[Items]

----

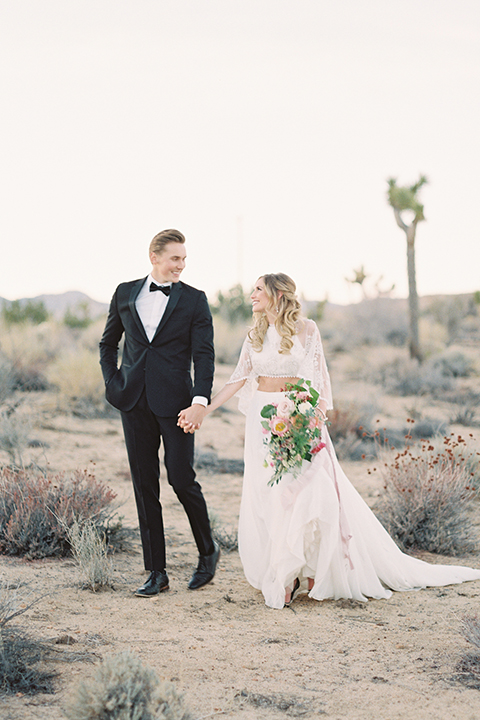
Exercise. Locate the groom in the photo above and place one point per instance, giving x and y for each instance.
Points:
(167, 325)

----

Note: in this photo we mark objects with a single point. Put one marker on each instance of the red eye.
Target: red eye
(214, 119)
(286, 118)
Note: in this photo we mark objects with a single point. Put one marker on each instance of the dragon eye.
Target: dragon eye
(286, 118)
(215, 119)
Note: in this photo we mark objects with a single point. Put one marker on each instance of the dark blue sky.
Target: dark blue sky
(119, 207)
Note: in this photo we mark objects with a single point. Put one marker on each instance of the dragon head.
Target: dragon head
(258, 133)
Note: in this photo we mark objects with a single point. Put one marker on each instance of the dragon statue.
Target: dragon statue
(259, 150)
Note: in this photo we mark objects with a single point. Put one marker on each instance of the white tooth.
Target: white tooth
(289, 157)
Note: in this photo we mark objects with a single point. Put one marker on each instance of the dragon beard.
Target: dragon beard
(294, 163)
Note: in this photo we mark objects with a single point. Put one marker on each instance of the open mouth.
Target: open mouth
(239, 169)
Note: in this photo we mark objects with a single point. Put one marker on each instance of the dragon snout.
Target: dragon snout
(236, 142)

----

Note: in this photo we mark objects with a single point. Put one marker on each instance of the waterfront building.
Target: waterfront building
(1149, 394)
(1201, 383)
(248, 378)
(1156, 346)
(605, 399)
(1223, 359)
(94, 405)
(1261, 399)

----

[Request] Gather every line in the entries above that contains the string "Note", matching case exactly.

[Answer to the task]
Note: in this photo we mark objects with a single point. Put one marker on each instance of the red eye.
Note: in this photo we mark objects with a single point. Put one marker on each instance of the dragon eye.
Note: in this photo we mark objects with a single point. Put one marker on each instance of the dark blue sky.
Note: in this photo we mark objects with a single point. Put one marker on each instance of the dragon head.
Note: in this photo we mark objects with a single point. Put one marker on each instance of the dragon statue.
Note: in this photo we mark objects with a single point. Put one marker on each instance of the white tooth.
Note: in this photo we mark objects with a single point. Put one marker on each instance of the dragon beard.
Note: in this photo we mark objects with a single point. Put one marker on each instance of the open mouth.
Note: in this photo we mark objects with a single point. Put one marker on each instance of the dragon snout.
Note: in this photo we mark objects with a single point. Put one marker on each instance of the waterfront building.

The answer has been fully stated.